# What to sell at Artist Alley?



## epicukulelesolo (Nov 13, 2019)

I dont know if this is the right forum but here goes.
So I’m very new to the furry fandom in general. But I’m hoping to participate in artist alleys at conventions in the future but I don’t really know what to sell as the fandom is very OC centric. Which I LOVE but also it makes coming up with products to sell a little more complicated as it’s more personalized in what people want to buy I’d assume?

I’ve tabled at 2 conventions, one anime and one general nerd stuff, with mixed results. Most of my stuff was TF2, Steven universe, and Overwatch stickers/keychains. But that was like 3-5 year ago haha.

People who have tabled at conventions before, what kind of artwork/products is generally good for this kind of thing?


----------



## MischievousPooka (Nov 14, 2019)

When I sell at furry cons I have buttons of different animals and mythical creatures.  I also have pride buttons.  I also have make badge commissions at the con for people that want a badge of their fursona.  A lot of furries like to commission artist for badges during the con.  I also bring some of my animal and creature prints.  Furries like cute animals.  Also some will buy art of your characters too if they like the character look or species.  And I do bring some of my anime stuff I had from other cons since some do like to buy those at the furry con too.


----------



## Keefur (Nov 14, 2019)

If you are doing art, you either need to bring a laminator or make arrangements to borrow one.  Sometimes the con will have one to use for a fee for the laminate.  Some cons only allow items that are made at the con to be sold in artist alley.  This prevents dealers from having a "table" without actually reserving one in the dealer den.  You might want to check on this before you take a bunch of pre-made items.


----------



## epicukulelesolo (Nov 14, 2019)

I didnt even think about binging my own lamination machine. It would save time. Usually I just use the free one at fed-ex stores haha ^-^; I guess that would be good for making badges like Pooka said too.


----------



## MischievousPooka (Nov 14, 2019)

Keefur is right about some cons not allowing premade stuff in artist alley so check the con rules before deciding what to bring.  The furry con I go does allow premade stuff but in small quantities.  As for lamination machine, check to make sure you can have electricity available.  Some con do not have electricity or have you pay extra for electricity.  But if you don't bring a laminator, bring laminator sheets since some cons do have laminators artist can used.    A lot of customers will like their badges laminated and badges are a big sales at furry cons.


----------



## Trevorbluesquirrel (Nov 14, 2019)

PORN!


I mean, furries, come on, right!?


.............Or, things like furry message pins, fursuit spray, or furry comics and guides are usually what I like to get!


But badge commissions is the big item!

**LISTED ENTRIES**
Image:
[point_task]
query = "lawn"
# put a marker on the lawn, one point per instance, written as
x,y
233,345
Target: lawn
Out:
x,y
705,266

--

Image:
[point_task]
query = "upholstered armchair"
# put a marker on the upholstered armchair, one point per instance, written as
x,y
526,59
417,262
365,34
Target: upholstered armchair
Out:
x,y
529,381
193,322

...

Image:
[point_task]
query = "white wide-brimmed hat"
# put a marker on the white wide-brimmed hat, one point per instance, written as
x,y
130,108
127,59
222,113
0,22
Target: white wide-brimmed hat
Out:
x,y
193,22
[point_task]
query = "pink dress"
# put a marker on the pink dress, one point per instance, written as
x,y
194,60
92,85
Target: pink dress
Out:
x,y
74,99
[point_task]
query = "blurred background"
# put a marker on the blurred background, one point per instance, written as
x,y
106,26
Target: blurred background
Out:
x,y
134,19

**ACTIONS TO TAKE**
A) According to the artist alley thread, what should a seller bring if they don't bring a laminator?
B) Identify every line of the records that contains the string "brimmed".
The artist alley thread and the records come from unrelated sources.

**WRITTEN RESPONSES**
A) Laminator sheets.

B)
query = "white wide-brimmed hat"
# put a marker on the white wide-brimmed hat, one point per instance, written as
Target: white wide-brimmed hat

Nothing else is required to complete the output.